Required work: Could you switch "rock face" to "cliff face" in the listing lines between the one holding "Can you find the waterfall?" and the one holding "[[8, 71], [41, 37], [105, 89], [74, 93], [99, 91]]", inclusive, and return only those lines with everything else left as is?

Records for this task:

━━━━━━━━━━━━━━━━

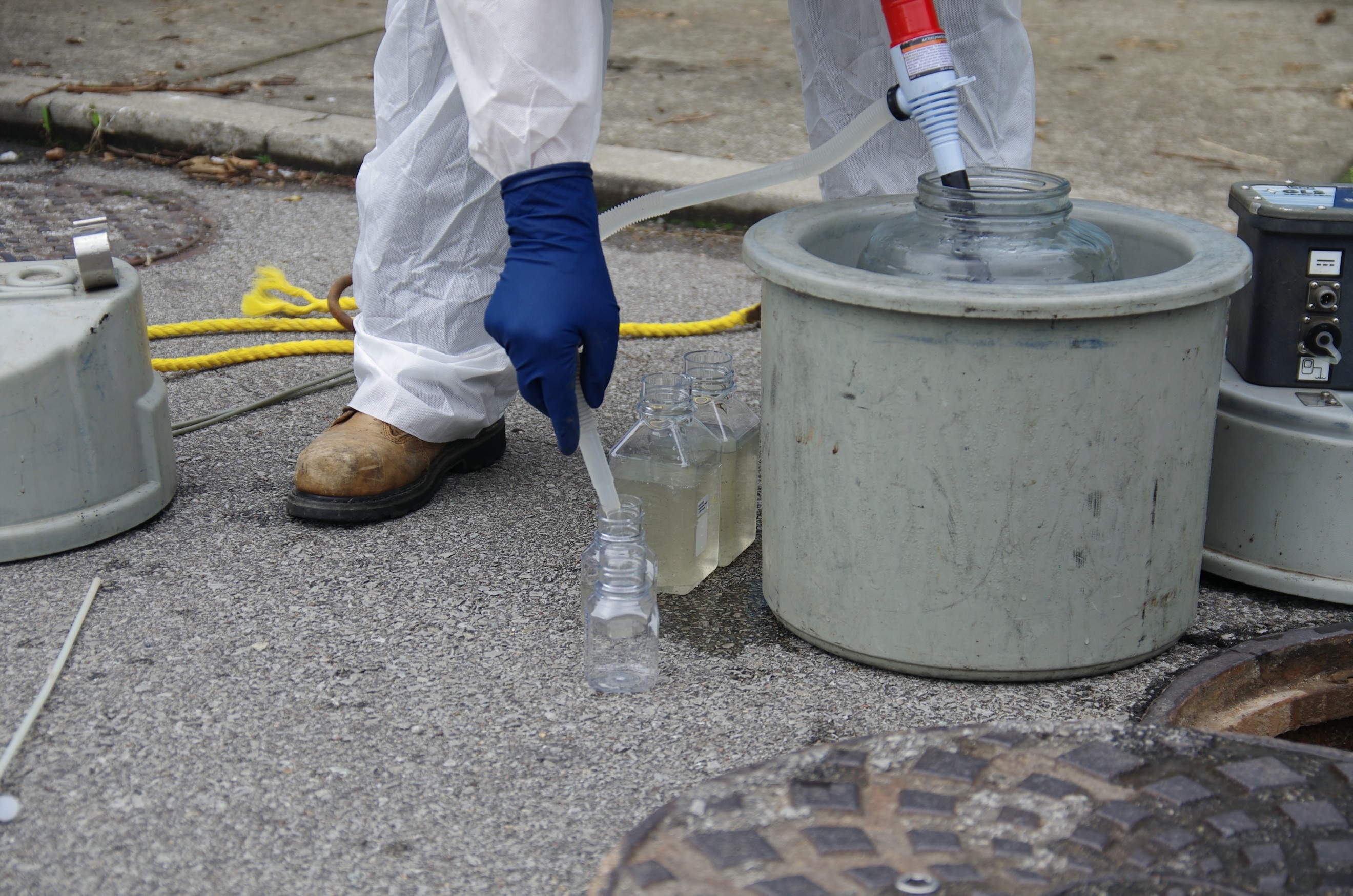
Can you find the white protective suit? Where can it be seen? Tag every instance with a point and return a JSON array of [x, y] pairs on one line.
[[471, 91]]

━━━━━━━━━━━━━━━━

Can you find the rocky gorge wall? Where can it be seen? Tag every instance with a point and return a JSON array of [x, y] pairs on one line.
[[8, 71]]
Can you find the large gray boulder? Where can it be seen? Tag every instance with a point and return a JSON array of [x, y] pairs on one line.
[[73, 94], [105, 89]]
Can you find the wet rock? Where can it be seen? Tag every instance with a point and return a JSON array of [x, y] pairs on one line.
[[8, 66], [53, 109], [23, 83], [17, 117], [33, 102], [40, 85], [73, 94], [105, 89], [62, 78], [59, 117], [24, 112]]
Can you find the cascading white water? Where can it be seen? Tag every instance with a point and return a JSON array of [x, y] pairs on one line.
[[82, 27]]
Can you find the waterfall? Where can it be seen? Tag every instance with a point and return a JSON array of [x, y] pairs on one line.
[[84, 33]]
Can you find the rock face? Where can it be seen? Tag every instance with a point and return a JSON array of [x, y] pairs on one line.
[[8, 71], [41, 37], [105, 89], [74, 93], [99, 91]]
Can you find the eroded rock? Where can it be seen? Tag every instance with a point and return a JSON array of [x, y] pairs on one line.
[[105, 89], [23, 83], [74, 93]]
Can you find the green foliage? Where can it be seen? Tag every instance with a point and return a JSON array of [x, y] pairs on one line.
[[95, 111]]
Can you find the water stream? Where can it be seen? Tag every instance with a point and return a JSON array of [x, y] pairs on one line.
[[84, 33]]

━━━━━━━━━━━━━━━━

Finished exercise:
Can you find the waterfall? Where can it be seen? Tag every instance with a point and return a JSON array of [x, y] pairs on one line.
[[84, 33]]
Can you find the cliff face? Where can it be seen? Tag every instance with a point and return a JSON array of [x, y] pairs on one line.
[[8, 71], [41, 37], [105, 89], [74, 93], [99, 91]]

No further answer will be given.